### Exercise
Each line below must be transcribed exactly, and no picture may appear in the transcription.

*** Opening of Records shown ***

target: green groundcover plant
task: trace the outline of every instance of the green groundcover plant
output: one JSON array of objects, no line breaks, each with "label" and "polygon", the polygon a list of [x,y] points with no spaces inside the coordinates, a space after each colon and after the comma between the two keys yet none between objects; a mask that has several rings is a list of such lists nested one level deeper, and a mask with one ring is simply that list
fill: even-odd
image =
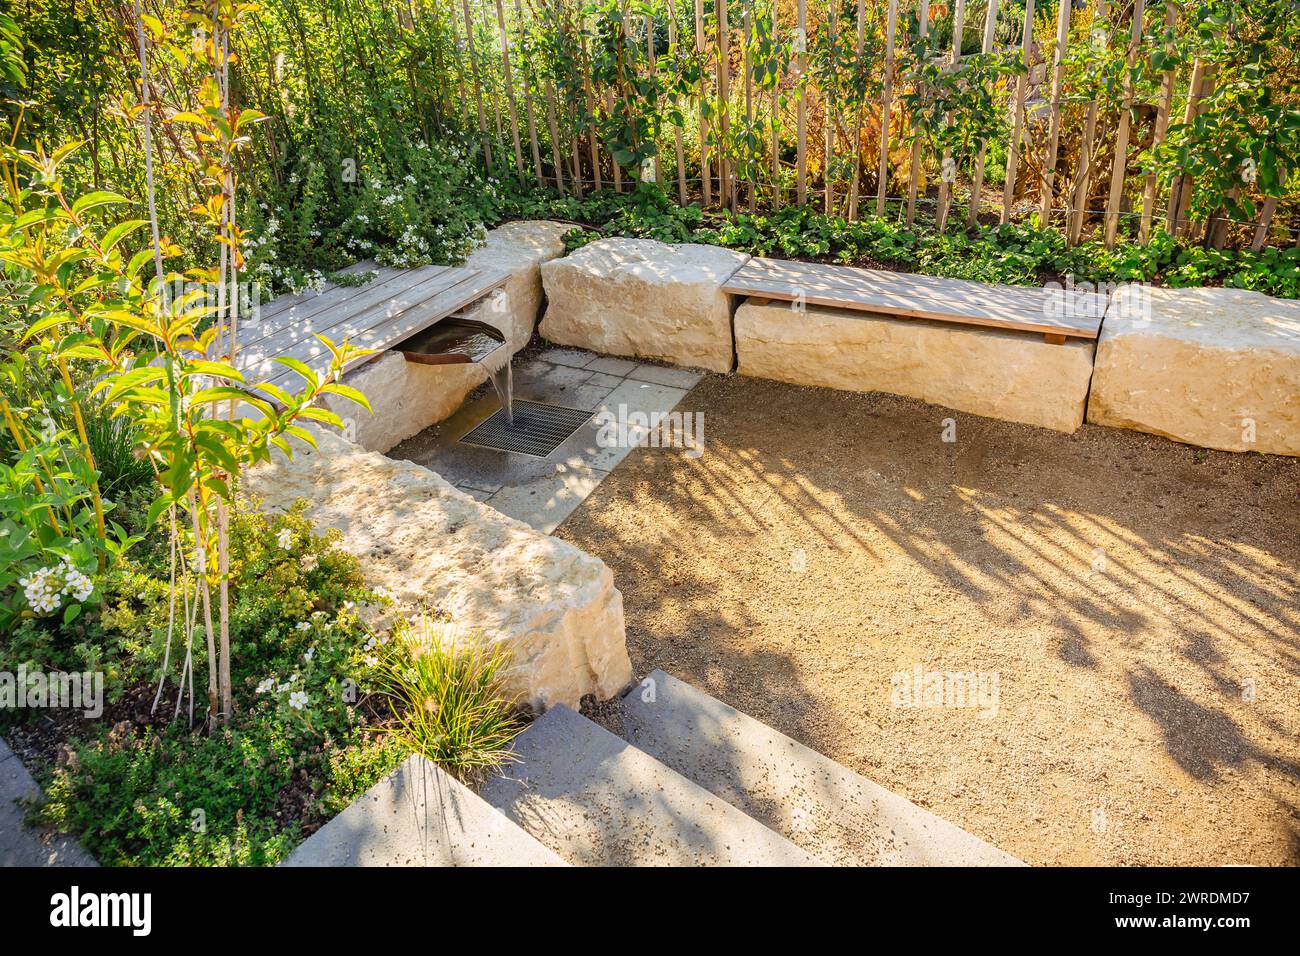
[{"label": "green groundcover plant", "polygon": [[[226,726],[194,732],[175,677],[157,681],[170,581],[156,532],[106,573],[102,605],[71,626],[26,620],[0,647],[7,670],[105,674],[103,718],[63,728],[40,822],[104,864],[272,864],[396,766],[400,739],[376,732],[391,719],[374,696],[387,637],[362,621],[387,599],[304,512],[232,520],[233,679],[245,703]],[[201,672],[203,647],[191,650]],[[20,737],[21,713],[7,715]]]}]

*** Close of Records shown ***

### Written answer
target: green groundcover plant
task: trace the outline of every instance of the green groundcover plant
output: one JSON array of objects, no line breaks, each with "label" and "polygon", the polygon a list of [x,y] points with no spaces inside the coordinates, a space after each colon and after the comma between the two keys yet none between objects; a mask that has several rings is a list of such lists nested one level deeper, and a mask with one ring is simply that list
fill: even-odd
image =
[{"label": "green groundcover plant", "polygon": [[[226,726],[194,732],[175,677],[157,681],[170,581],[156,532],[106,573],[102,605],[71,626],[26,620],[0,647],[7,670],[105,674],[103,718],[63,728],[40,822],[104,864],[272,864],[396,766],[400,739],[376,732],[391,719],[374,696],[387,637],[362,621],[387,599],[304,512],[232,520],[233,679],[245,703]],[[201,672],[203,647],[191,650]],[[20,737],[21,713],[7,715]]]}]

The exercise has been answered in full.